◆ **Written problem**
Pull out each line of the material below that contains the word "reflection", and list those lines.

## start Stored rows

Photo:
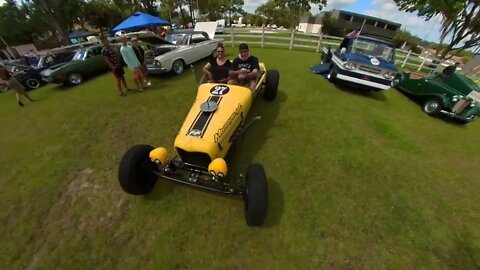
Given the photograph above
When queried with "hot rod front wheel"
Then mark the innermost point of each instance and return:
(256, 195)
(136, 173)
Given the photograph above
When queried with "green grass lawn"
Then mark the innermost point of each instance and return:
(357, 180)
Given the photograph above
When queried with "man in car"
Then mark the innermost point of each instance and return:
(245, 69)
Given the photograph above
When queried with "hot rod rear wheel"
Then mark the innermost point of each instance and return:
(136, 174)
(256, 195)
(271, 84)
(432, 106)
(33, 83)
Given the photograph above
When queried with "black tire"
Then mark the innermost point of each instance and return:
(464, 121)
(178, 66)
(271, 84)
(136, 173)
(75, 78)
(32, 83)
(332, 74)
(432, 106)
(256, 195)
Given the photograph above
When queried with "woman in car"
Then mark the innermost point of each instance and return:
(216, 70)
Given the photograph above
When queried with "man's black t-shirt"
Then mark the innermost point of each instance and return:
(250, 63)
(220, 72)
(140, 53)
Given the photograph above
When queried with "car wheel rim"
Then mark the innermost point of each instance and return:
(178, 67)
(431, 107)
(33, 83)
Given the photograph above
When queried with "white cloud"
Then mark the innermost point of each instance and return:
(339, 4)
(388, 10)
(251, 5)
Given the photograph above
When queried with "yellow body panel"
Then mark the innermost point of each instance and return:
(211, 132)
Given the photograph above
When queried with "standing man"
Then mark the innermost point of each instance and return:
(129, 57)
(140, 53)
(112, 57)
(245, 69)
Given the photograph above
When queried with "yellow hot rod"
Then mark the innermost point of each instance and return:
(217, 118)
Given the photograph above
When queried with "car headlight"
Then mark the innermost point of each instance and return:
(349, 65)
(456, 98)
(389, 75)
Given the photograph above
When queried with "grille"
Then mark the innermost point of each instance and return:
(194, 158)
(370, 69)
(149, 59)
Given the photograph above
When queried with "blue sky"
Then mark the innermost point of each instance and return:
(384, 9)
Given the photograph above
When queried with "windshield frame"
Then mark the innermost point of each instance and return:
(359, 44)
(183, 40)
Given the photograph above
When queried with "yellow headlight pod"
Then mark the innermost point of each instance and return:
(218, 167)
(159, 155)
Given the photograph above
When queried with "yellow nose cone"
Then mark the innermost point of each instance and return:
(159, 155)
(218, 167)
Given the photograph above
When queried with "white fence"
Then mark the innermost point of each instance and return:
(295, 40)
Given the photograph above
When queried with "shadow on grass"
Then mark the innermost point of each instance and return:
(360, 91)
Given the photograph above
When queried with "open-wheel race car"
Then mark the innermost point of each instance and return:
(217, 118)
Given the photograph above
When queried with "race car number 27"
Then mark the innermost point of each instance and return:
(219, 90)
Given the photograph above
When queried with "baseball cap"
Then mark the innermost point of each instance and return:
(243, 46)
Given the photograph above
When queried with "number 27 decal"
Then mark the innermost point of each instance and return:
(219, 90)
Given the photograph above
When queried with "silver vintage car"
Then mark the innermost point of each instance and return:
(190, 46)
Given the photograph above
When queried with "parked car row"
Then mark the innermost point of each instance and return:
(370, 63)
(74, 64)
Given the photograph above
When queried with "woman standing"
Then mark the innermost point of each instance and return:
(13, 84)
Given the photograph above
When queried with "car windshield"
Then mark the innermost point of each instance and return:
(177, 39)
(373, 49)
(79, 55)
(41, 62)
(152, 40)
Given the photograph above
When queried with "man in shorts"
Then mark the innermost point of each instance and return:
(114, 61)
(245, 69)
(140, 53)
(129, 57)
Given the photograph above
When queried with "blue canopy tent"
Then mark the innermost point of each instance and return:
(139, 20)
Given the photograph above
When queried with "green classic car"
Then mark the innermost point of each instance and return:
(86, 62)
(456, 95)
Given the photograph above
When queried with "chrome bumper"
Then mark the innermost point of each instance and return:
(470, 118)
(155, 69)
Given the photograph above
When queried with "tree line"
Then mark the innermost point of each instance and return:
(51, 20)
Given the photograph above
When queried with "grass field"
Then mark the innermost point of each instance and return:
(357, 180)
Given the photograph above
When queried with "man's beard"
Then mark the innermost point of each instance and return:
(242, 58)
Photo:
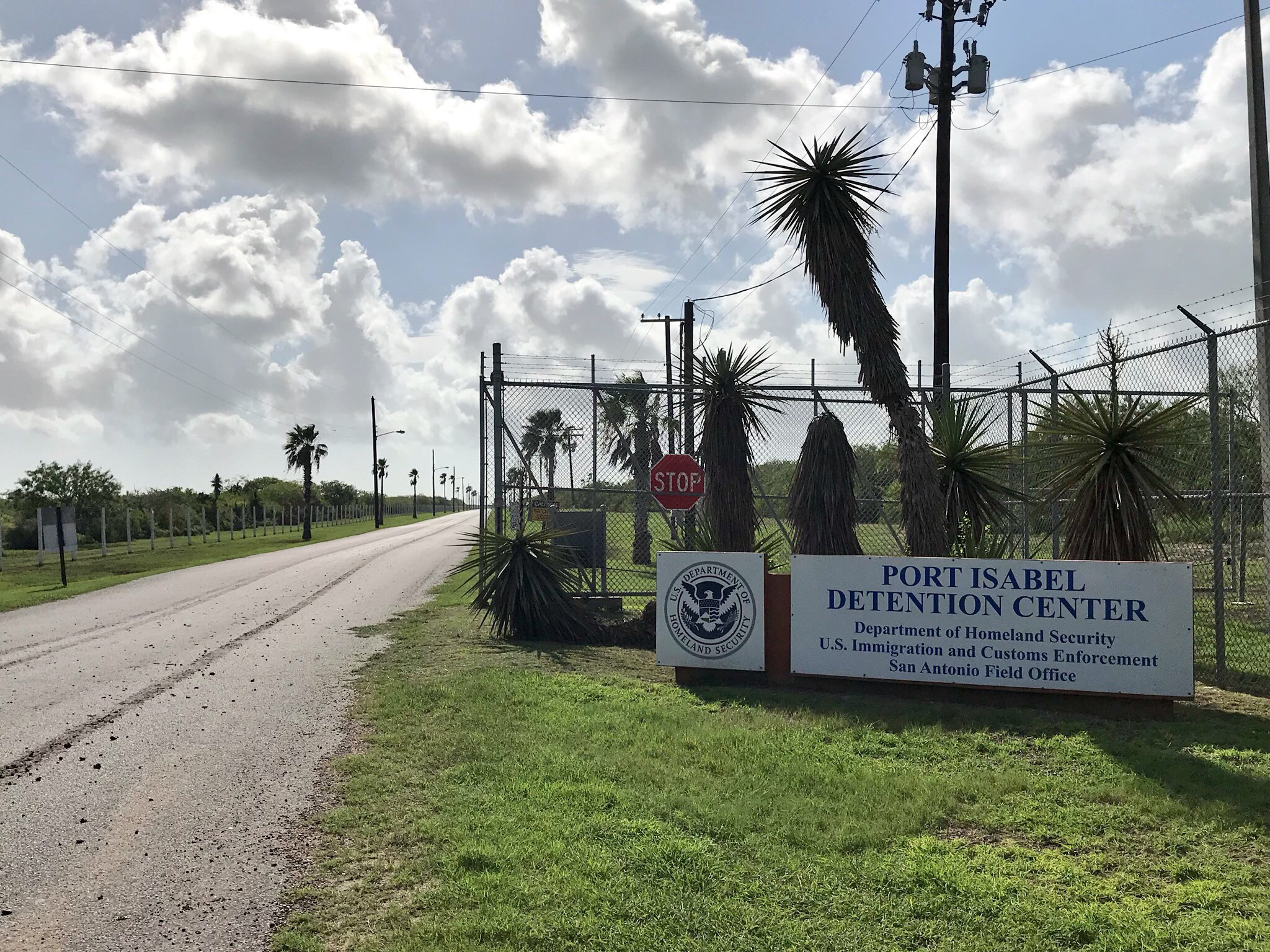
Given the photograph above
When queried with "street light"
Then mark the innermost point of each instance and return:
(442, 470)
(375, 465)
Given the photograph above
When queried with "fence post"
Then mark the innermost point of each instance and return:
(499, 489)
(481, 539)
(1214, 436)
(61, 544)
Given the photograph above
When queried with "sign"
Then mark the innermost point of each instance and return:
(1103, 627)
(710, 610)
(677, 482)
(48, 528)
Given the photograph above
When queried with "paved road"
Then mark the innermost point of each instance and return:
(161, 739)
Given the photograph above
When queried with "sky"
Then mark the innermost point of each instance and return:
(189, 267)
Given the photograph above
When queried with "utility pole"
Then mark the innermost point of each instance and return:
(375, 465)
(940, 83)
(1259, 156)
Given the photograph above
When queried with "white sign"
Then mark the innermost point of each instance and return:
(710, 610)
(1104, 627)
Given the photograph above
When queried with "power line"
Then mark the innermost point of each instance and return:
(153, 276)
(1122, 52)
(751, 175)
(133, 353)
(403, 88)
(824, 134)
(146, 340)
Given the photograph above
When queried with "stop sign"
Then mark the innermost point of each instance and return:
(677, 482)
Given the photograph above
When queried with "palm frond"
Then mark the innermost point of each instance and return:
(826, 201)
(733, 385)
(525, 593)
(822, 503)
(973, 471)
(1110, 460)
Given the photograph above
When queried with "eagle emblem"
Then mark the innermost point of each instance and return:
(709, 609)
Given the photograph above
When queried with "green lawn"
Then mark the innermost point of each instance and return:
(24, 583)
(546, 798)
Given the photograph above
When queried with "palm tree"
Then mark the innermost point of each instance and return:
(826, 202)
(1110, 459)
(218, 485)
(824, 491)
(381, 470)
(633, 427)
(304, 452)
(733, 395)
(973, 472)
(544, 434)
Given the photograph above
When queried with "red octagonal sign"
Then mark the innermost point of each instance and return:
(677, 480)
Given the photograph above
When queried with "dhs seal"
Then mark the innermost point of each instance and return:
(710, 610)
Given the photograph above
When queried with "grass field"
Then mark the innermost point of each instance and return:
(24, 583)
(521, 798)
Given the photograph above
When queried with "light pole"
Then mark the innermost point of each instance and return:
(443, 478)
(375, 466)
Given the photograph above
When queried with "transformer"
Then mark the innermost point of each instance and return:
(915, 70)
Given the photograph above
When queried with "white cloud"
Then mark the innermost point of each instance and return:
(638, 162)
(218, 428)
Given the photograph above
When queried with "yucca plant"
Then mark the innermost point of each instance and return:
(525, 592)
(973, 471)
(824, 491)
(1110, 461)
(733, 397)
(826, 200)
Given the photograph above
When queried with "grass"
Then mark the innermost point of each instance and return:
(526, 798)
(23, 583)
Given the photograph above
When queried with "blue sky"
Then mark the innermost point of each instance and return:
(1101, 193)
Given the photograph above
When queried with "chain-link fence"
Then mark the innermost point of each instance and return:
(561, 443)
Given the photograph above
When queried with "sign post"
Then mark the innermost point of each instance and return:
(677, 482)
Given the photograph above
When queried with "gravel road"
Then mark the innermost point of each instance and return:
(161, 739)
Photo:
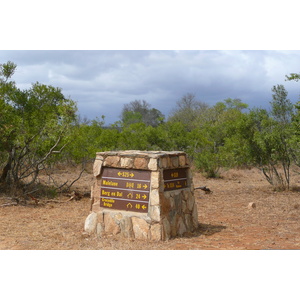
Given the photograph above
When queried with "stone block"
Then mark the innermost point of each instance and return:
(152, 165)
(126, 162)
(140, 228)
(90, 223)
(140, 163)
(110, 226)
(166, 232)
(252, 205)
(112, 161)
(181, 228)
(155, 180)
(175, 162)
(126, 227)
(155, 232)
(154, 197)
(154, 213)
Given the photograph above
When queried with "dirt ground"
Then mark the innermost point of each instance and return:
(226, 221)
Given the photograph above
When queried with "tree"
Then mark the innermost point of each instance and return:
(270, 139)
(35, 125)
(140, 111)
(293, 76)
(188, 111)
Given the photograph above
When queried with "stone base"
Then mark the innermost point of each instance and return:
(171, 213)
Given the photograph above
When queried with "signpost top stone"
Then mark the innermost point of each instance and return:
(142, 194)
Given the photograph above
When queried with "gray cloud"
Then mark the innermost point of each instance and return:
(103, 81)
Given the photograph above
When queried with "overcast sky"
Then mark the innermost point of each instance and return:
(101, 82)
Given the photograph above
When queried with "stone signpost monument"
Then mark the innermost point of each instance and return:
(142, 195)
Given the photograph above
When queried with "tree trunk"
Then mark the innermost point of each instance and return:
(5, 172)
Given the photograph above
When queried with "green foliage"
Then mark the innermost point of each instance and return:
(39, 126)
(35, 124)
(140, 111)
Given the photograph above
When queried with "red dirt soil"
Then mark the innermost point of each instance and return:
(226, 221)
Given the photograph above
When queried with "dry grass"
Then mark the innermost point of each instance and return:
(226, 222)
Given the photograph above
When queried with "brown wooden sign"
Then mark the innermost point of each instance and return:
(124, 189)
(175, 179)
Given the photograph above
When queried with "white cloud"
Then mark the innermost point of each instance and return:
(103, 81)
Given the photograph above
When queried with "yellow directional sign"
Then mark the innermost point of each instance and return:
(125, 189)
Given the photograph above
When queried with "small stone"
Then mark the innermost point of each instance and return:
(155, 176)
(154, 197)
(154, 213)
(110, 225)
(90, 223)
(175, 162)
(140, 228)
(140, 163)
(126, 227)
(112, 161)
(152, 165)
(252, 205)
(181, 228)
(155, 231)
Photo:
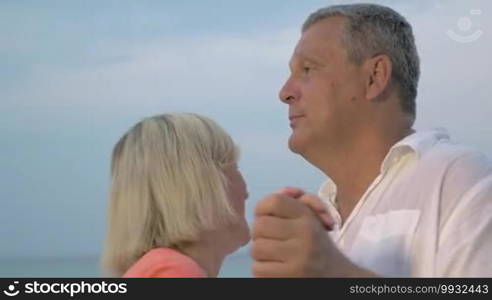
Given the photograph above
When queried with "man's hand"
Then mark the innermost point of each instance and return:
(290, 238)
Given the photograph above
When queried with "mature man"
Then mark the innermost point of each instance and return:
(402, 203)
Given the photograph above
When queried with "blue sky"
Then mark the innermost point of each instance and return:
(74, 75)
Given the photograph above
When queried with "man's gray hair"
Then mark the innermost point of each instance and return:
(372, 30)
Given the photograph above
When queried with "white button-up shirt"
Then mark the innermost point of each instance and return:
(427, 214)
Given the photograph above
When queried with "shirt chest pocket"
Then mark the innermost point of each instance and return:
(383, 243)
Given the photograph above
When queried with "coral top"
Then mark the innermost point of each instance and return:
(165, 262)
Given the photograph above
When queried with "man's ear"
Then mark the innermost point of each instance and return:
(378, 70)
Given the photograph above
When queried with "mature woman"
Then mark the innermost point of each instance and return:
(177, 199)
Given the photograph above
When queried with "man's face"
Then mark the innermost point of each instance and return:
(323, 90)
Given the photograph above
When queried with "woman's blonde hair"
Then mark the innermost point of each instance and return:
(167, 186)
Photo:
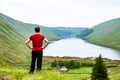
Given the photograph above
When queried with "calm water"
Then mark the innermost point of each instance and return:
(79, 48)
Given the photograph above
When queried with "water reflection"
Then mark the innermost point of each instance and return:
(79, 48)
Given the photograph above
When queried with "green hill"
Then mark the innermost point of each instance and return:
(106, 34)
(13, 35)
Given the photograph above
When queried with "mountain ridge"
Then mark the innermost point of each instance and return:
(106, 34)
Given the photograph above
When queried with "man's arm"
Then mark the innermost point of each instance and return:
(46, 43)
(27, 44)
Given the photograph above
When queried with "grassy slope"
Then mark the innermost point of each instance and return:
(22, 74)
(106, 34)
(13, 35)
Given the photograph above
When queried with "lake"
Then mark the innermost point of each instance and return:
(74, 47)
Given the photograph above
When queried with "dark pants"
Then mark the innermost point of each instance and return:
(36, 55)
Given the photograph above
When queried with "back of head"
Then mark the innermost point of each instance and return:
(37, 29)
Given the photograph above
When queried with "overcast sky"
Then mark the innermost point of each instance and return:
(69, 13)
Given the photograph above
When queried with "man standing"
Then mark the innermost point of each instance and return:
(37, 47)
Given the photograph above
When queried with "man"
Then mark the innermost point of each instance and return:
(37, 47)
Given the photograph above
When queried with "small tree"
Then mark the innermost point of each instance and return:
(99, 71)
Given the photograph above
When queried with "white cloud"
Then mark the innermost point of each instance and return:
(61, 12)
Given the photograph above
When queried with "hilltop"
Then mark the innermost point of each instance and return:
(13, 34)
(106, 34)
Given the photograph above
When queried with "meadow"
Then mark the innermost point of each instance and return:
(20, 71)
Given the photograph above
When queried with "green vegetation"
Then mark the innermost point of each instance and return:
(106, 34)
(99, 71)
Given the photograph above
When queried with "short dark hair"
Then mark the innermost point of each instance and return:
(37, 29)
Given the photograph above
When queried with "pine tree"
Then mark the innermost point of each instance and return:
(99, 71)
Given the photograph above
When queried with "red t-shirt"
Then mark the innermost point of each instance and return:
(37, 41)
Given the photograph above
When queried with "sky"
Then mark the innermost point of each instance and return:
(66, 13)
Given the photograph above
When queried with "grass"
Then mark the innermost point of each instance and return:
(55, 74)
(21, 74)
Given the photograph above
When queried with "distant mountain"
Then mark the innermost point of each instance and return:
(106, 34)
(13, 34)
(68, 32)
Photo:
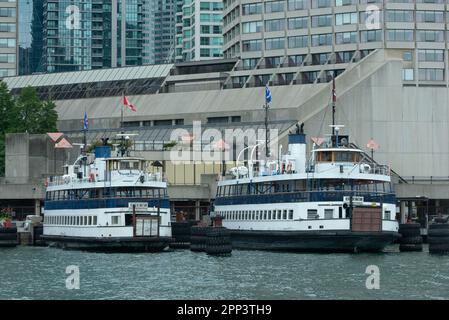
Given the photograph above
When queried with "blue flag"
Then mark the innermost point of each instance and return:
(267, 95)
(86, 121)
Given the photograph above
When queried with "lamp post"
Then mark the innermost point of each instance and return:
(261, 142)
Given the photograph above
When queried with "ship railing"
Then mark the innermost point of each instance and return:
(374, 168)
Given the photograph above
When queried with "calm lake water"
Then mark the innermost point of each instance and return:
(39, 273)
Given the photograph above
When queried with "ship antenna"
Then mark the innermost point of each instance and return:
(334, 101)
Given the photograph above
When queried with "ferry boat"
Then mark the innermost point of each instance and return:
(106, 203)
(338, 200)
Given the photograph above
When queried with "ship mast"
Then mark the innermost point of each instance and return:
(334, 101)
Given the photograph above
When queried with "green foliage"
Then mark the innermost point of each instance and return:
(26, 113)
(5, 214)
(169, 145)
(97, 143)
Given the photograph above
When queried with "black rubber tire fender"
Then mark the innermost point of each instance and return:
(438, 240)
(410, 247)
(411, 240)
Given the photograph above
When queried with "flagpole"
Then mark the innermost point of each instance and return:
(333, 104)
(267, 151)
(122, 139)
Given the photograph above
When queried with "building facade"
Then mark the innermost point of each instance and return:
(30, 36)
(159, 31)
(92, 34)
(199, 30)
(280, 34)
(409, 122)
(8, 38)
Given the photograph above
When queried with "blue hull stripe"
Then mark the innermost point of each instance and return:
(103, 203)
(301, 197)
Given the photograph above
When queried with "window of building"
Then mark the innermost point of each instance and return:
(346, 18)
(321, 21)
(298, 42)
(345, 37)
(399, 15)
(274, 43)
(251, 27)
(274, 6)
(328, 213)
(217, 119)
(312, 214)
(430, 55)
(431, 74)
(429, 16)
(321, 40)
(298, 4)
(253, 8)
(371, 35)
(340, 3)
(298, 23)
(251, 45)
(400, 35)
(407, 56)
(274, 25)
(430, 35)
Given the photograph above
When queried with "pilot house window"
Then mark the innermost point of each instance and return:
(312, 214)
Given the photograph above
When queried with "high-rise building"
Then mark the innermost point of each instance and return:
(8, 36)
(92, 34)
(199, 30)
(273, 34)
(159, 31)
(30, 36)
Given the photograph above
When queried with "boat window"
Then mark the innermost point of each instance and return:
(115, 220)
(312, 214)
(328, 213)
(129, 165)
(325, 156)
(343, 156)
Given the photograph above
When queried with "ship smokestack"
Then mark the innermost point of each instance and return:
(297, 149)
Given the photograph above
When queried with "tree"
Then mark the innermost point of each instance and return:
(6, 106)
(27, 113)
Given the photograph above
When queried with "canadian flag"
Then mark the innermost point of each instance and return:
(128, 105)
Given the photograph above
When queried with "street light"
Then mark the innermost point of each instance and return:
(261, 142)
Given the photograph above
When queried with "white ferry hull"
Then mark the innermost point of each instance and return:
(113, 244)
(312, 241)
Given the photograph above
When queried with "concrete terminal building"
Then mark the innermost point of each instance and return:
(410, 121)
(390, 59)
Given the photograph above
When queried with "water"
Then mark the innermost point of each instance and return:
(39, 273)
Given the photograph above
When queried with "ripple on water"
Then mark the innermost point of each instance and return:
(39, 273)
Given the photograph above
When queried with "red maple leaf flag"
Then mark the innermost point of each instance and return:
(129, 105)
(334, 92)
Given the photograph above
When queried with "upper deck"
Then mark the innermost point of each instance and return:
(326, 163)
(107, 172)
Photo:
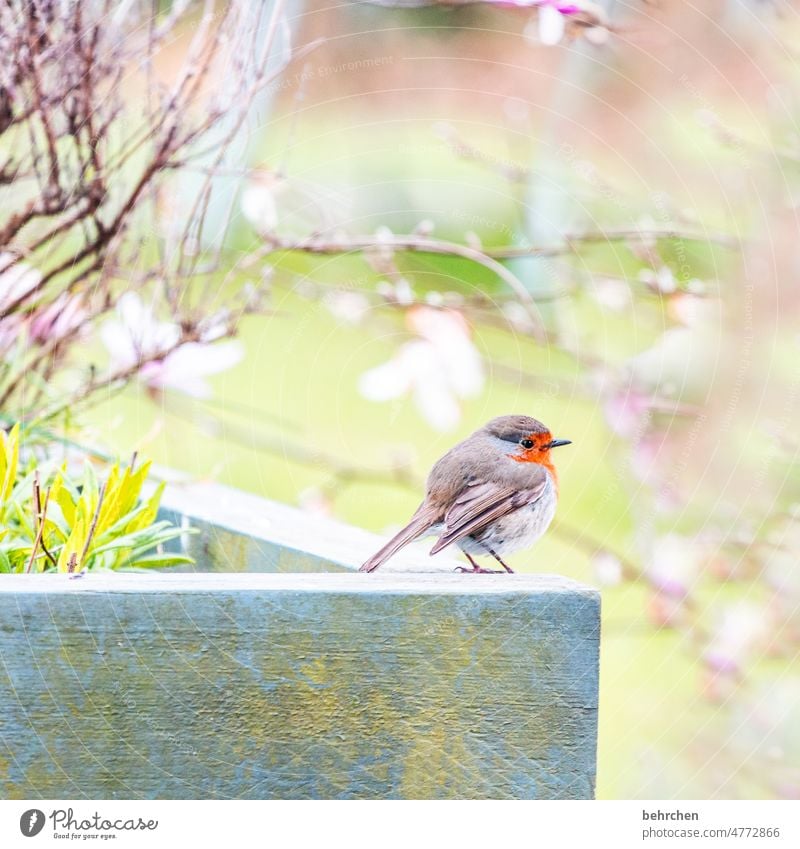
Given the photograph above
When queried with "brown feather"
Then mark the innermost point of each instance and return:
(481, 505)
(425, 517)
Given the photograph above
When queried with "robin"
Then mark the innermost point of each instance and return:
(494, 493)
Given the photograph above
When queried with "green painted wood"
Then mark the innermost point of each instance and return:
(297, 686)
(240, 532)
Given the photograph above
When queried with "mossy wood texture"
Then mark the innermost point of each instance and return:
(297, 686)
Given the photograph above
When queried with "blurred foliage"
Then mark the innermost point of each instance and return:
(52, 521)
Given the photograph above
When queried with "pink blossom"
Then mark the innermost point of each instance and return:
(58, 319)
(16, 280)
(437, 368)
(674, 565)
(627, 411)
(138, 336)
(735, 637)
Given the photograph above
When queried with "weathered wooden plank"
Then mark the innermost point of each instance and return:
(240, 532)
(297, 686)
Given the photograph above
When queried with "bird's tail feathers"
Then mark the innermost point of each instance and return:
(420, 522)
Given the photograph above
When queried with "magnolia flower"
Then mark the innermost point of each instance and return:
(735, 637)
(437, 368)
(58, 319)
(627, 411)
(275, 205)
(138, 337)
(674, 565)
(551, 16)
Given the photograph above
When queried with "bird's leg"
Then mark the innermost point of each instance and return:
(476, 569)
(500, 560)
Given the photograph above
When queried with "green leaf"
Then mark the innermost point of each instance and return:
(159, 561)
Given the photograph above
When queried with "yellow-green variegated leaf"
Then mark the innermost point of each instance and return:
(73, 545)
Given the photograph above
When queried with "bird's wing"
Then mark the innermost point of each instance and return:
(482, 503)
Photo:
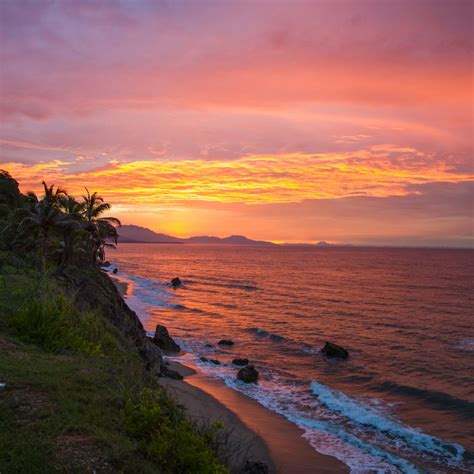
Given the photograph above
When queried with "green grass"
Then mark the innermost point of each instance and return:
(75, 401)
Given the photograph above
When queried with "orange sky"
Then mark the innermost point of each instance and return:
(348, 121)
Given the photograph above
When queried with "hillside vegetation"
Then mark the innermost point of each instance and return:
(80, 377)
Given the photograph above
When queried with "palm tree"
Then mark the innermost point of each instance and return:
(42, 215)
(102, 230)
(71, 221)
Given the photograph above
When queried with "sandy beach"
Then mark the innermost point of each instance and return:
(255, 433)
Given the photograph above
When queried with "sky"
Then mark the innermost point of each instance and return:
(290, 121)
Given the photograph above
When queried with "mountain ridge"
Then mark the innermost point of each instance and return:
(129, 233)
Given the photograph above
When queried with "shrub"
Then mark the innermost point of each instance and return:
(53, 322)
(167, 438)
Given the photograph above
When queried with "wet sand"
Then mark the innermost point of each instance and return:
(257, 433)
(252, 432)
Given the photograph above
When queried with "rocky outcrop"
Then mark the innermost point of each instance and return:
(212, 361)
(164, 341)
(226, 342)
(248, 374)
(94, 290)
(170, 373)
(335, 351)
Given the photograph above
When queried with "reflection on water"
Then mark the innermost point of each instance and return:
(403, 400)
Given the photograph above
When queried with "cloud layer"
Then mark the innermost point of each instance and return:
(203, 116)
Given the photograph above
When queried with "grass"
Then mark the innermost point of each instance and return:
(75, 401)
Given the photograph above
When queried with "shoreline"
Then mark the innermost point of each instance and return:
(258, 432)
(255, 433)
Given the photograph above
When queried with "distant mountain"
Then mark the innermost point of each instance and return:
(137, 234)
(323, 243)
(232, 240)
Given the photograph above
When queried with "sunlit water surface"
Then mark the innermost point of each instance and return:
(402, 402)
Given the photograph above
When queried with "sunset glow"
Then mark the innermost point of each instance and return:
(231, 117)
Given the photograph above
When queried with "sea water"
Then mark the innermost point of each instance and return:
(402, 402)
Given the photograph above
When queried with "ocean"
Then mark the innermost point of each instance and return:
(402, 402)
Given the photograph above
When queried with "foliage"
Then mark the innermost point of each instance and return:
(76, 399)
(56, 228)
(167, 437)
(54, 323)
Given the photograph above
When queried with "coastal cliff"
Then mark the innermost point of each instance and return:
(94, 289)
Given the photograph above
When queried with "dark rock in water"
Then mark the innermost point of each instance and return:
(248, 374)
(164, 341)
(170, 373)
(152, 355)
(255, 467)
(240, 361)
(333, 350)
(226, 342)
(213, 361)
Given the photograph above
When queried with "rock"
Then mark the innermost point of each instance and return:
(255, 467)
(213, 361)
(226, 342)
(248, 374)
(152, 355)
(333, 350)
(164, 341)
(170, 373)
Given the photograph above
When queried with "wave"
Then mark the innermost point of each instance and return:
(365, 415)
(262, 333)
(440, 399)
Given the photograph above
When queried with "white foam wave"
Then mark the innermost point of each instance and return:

## end Stored rows

◆ **The answer**
When queried with "water reflection"
When queried with "reflection on water"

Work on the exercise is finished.